— Exercise requirements —
Each line containing the string "gravel" should be copied out of the entries.

____________

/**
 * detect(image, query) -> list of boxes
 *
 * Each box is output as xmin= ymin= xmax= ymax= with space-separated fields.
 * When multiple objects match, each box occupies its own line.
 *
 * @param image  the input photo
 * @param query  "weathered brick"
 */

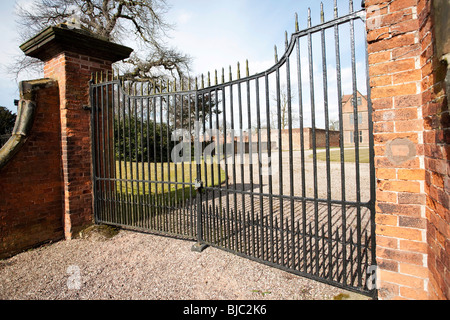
xmin=377 ymin=247 xmax=424 ymax=265
xmin=376 ymin=213 xmax=399 ymax=226
xmin=399 ymin=239 xmax=429 ymax=254
xmin=368 ymin=33 xmax=416 ymax=53
xmin=398 ymin=192 xmax=426 ymax=204
xmin=397 ymin=168 xmax=426 ymax=180
xmin=371 ymin=83 xmax=418 ymax=99
xmin=390 ymin=0 xmax=418 ymax=12
xmin=369 ymin=51 xmax=392 ymax=65
xmin=377 ymin=202 xmax=423 ymax=217
xmin=376 ymin=190 xmax=398 ymax=202
xmin=400 ymin=286 xmax=430 ymax=300
xmin=369 ymin=58 xmax=416 ymax=77
xmin=377 ymin=225 xmax=423 ymax=241
xmin=376 ymin=168 xmax=397 ymax=179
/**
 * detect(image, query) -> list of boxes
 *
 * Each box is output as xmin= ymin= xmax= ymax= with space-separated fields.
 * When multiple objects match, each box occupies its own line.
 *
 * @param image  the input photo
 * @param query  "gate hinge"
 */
xmin=83 ymin=105 xmax=91 ymax=111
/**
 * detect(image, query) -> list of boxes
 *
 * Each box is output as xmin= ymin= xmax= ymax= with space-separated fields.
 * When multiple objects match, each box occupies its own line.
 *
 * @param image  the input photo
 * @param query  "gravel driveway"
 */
xmin=0 ymin=228 xmax=368 ymax=300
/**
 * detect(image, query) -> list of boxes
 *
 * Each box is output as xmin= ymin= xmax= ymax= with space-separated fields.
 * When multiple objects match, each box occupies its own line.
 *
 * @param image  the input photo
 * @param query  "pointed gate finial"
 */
xmin=274 ymin=45 xmax=278 ymax=63
xmin=308 ymin=8 xmax=312 ymax=27
xmin=320 ymin=2 xmax=325 ymax=23
xmin=285 ymin=31 xmax=289 ymax=50
xmin=334 ymin=0 xmax=338 ymax=18
xmin=237 ymin=62 xmax=241 ymax=79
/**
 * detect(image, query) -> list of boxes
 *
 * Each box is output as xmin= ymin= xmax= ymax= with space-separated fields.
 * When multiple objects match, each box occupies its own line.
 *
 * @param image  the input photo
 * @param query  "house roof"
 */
xmin=341 ymin=91 xmax=367 ymax=105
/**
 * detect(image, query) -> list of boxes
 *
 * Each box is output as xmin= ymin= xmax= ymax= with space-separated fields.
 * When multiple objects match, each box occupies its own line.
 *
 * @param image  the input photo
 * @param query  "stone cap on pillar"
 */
xmin=20 ymin=24 xmax=133 ymax=62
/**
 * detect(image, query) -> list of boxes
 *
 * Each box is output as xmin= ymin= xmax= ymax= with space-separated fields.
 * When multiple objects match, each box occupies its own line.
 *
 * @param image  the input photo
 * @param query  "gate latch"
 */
xmin=194 ymin=179 xmax=203 ymax=192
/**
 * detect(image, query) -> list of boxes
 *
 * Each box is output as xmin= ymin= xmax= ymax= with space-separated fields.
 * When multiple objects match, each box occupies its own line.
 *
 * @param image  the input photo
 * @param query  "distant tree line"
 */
xmin=0 ymin=107 xmax=16 ymax=135
xmin=114 ymin=117 xmax=174 ymax=163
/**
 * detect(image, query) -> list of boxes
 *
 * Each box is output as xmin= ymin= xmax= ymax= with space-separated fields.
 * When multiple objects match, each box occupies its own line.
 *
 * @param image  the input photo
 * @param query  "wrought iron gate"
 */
xmin=90 ymin=1 xmax=377 ymax=298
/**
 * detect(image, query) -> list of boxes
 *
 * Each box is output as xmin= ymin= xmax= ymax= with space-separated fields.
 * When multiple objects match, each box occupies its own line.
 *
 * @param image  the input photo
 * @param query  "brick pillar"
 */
xmin=422 ymin=0 xmax=450 ymax=300
xmin=366 ymin=0 xmax=449 ymax=300
xmin=20 ymin=25 xmax=132 ymax=239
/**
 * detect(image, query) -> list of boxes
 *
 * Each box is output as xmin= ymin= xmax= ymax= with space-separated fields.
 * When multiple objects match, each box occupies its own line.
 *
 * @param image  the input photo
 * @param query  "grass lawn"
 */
xmin=115 ymin=160 xmax=227 ymax=196
xmin=312 ymin=147 xmax=370 ymax=163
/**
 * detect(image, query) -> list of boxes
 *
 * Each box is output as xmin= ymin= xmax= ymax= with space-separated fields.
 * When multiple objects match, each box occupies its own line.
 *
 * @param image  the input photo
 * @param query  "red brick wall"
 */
xmin=44 ymin=52 xmax=113 ymax=239
xmin=0 ymin=80 xmax=63 ymax=259
xmin=367 ymin=0 xmax=429 ymax=300
xmin=367 ymin=0 xmax=449 ymax=300
xmin=419 ymin=0 xmax=450 ymax=300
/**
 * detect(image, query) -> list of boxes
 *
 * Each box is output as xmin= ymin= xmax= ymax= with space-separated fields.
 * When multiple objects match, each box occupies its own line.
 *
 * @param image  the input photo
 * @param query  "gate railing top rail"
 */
xmin=90 ymin=0 xmax=366 ymax=97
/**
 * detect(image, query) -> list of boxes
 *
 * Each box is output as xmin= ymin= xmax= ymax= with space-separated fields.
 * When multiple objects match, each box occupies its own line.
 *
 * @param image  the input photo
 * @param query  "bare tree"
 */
xmin=11 ymin=0 xmax=191 ymax=80
xmin=329 ymin=118 xmax=340 ymax=131
xmin=270 ymin=85 xmax=298 ymax=130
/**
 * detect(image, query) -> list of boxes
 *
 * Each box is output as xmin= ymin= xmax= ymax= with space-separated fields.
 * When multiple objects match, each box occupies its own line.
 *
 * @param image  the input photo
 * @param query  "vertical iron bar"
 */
xmin=229 ymin=69 xmax=238 ymax=249
xmin=237 ymin=70 xmax=245 ymax=251
xmin=140 ymin=95 xmax=145 ymax=229
xmin=264 ymin=73 xmax=274 ymax=264
xmin=255 ymin=77 xmax=264 ymax=261
xmin=153 ymin=92 xmax=158 ymax=231
xmin=296 ymin=33 xmax=308 ymax=274
xmin=349 ymin=10 xmax=363 ymax=288
xmin=208 ymin=89 xmax=215 ymax=232
xmin=334 ymin=2 xmax=348 ymax=286
xmin=275 ymin=58 xmax=284 ymax=267
xmin=188 ymin=92 xmax=194 ymax=237
xmin=180 ymin=92 xmax=186 ymax=235
xmin=201 ymin=89 xmax=208 ymax=236
xmin=286 ymin=36 xmax=295 ymax=270
xmin=195 ymin=89 xmax=204 ymax=244
xmin=160 ymin=91 xmax=165 ymax=231
xmin=100 ymin=81 xmax=107 ymax=222
xmin=116 ymin=81 xmax=124 ymax=225
xmin=146 ymin=95 xmax=151 ymax=230
xmin=246 ymin=76 xmax=255 ymax=256
xmin=320 ymin=11 xmax=333 ymax=281
xmin=105 ymin=79 xmax=112 ymax=224
xmin=167 ymin=91 xmax=172 ymax=233
xmin=90 ymin=80 xmax=98 ymax=224
xmin=122 ymin=82 xmax=129 ymax=226
xmin=214 ymin=86 xmax=222 ymax=245
xmin=172 ymin=89 xmax=178 ymax=234
xmin=127 ymin=86 xmax=135 ymax=226
xmin=133 ymin=89 xmax=141 ymax=227
xmin=111 ymin=78 xmax=118 ymax=225
xmin=307 ymin=11 xmax=320 ymax=276
xmin=140 ymin=91 xmax=146 ymax=229
xmin=222 ymin=77 xmax=230 ymax=243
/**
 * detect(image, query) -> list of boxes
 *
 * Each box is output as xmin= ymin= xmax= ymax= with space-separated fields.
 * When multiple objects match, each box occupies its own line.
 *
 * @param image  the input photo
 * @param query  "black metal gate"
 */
xmin=90 ymin=1 xmax=377 ymax=298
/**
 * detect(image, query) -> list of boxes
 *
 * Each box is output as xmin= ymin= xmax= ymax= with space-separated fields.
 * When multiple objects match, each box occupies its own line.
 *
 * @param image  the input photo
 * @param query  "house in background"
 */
xmin=341 ymin=91 xmax=369 ymax=147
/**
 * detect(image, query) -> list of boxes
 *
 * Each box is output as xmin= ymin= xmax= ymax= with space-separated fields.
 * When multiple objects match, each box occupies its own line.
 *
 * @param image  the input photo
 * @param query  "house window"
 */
xmin=351 ymin=96 xmax=362 ymax=106
xmin=349 ymin=113 xmax=363 ymax=125
xmin=350 ymin=131 xmax=363 ymax=144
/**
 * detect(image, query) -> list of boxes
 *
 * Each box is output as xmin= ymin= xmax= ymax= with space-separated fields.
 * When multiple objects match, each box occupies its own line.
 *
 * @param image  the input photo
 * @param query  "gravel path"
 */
xmin=0 ymin=228 xmax=367 ymax=300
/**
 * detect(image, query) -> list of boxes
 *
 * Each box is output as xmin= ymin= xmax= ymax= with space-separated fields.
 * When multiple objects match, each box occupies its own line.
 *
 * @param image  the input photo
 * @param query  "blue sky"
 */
xmin=0 ymin=0 xmax=364 ymax=113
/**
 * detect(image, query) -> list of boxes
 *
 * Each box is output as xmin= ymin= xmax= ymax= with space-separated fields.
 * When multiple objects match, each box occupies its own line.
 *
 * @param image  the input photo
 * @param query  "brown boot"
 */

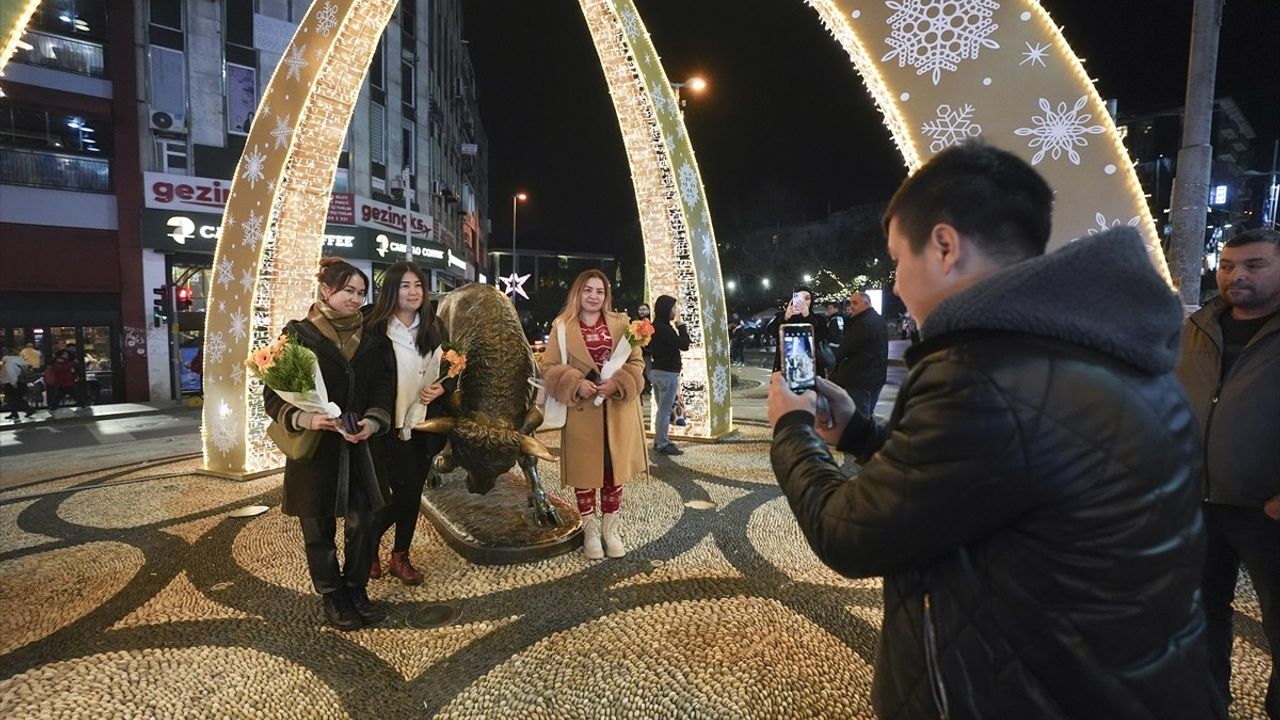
xmin=369 ymin=553 xmax=382 ymax=580
xmin=389 ymin=550 xmax=424 ymax=586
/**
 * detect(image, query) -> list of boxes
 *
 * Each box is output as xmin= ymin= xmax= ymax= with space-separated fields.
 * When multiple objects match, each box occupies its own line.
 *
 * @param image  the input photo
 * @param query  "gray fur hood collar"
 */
xmin=921 ymin=227 xmax=1183 ymax=374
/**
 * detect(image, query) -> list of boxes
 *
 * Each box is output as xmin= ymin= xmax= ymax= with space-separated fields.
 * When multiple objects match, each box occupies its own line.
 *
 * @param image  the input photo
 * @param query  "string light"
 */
xmin=0 ymin=0 xmax=41 ymax=76
xmin=203 ymin=0 xmax=399 ymax=476
xmin=578 ymin=0 xmax=732 ymax=439
xmin=805 ymin=0 xmax=1168 ymax=284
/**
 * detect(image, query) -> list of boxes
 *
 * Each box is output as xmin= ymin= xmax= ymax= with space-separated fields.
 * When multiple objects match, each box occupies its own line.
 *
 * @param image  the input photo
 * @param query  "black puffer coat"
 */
xmin=771 ymin=228 xmax=1222 ymax=719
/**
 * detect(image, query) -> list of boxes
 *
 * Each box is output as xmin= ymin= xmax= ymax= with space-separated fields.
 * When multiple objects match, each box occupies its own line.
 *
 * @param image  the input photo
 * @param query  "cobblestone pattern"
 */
xmin=0 ymin=442 xmax=1268 ymax=718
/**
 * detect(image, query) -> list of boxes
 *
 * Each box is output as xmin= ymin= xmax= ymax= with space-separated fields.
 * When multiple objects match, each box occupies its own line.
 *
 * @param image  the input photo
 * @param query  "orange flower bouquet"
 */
xmin=434 ymin=341 xmax=468 ymax=383
xmin=399 ymin=341 xmax=466 ymax=440
xmin=594 ymin=319 xmax=653 ymax=406
xmin=244 ymin=332 xmax=340 ymax=419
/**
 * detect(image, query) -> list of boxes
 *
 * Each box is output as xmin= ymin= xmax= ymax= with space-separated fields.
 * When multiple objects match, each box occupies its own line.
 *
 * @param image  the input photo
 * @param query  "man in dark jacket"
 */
xmin=828 ymin=291 xmax=887 ymax=417
xmin=768 ymin=143 xmax=1221 ymax=719
xmin=1177 ymin=228 xmax=1280 ymax=719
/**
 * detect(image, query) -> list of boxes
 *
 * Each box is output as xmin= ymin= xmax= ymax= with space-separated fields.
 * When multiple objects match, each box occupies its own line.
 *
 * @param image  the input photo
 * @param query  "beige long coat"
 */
xmin=541 ymin=311 xmax=648 ymax=490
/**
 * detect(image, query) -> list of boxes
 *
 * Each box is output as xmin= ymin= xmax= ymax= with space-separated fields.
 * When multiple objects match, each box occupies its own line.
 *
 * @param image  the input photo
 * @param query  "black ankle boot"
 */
xmin=347 ymin=586 xmax=386 ymax=625
xmin=321 ymin=589 xmax=362 ymax=631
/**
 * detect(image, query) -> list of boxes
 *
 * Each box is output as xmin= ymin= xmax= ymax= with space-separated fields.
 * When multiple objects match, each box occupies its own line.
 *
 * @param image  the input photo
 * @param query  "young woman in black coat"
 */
xmin=262 ymin=257 xmax=394 ymax=631
xmin=364 ymin=261 xmax=448 ymax=586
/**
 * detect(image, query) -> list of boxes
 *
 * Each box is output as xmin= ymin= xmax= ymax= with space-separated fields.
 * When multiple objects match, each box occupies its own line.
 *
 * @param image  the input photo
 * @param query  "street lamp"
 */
xmin=670 ymin=76 xmax=707 ymax=108
xmin=802 ymin=273 xmax=813 ymax=283
xmin=761 ymin=277 xmax=771 ymax=289
xmin=726 ymin=279 xmax=736 ymax=292
xmin=511 ymin=191 xmax=528 ymax=273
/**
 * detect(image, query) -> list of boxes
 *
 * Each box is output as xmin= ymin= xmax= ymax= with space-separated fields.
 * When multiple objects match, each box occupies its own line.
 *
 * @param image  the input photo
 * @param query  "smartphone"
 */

____________

— Written answer —
 * @param query  "gravel driveway"
 * @param query  "gravel path"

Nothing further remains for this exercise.